(Part of a data file)

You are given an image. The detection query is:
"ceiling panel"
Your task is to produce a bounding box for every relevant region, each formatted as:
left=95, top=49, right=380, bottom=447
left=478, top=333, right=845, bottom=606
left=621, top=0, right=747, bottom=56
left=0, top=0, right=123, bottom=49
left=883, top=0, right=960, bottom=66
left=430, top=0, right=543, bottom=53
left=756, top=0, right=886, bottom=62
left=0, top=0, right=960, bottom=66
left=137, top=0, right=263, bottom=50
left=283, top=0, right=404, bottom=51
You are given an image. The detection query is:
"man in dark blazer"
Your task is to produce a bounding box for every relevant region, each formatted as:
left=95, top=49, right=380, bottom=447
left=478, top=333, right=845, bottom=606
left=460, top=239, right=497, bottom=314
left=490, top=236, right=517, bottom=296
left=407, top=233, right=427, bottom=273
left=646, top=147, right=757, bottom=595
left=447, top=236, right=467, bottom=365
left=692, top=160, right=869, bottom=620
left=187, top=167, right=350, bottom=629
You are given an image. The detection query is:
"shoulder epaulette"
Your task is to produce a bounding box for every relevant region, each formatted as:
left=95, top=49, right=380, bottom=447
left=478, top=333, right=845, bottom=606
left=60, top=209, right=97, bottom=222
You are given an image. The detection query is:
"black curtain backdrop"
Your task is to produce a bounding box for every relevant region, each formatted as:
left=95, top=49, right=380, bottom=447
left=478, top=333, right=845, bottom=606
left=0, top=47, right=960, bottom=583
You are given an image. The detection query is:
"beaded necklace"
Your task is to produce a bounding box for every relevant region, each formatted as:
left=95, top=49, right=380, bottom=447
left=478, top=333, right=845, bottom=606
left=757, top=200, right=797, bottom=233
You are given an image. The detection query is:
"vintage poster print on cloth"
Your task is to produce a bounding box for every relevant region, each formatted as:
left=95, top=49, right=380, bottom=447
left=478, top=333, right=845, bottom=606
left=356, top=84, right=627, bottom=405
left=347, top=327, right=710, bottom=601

(Task statement): Render these records as a two-column CSV with the headers "request" and "answer", one row per request. Put each request's text and its answer in a single quoted field, with line breaks replaced by spaces.

(Result of the task):
request,answer
"You are given an image. The detection query is: ""ceiling panel"" Your task is to produce a bounding box for every relevant region, each formatted as: left=95, top=49, right=380, bottom=447 left=478, top=333, right=845, bottom=606","left=621, top=0, right=747, bottom=56 left=0, top=0, right=123, bottom=49 left=883, top=0, right=960, bottom=66 left=430, top=0, right=543, bottom=53 left=756, top=0, right=886, bottom=62 left=0, top=0, right=960, bottom=66 left=137, top=0, right=263, bottom=50 left=283, top=0, right=404, bottom=51"
"You are given an image. The detection query is: ""man in dark blazer"" Your task is to produce a bounding box for every relevant region, each formatted as: left=95, top=49, right=380, bottom=447 left=478, top=333, right=845, bottom=606","left=460, top=239, right=497, bottom=314 left=490, top=236, right=517, bottom=296 left=407, top=233, right=427, bottom=273 left=646, top=147, right=757, bottom=595 left=447, top=236, right=467, bottom=365 left=692, top=160, right=869, bottom=620 left=187, top=167, right=350, bottom=629"
"You are given an image. The detection query is: ""shoulder epaulette"" Your task is to produce a bounding box for every relevant region, each formatted as: left=95, top=49, right=380, bottom=447 left=478, top=333, right=845, bottom=606","left=60, top=209, right=97, bottom=222"
"You are given an image. The detection query is: ""black curtain backdrop"" Your task is to produce a bounding box for every relevant region, each formatted as: left=95, top=49, right=380, bottom=447 left=478, top=333, right=845, bottom=606","left=0, top=47, right=960, bottom=583"
"You are given an image. The detection query is: ""beaded necklace"" Your task is to produce a bounding box for every relevant region, each formatted as: left=95, top=49, right=380, bottom=447 left=478, top=333, right=845, bottom=606","left=757, top=200, right=797, bottom=233"
"You are given an image. The detection query is: ""vintage poster print on cloth"" Your task is to produce a bounding box for every relevant region, each formatted as: left=95, top=49, right=380, bottom=447 left=478, top=333, right=845, bottom=606","left=356, top=84, right=627, bottom=405 left=347, top=327, right=710, bottom=601"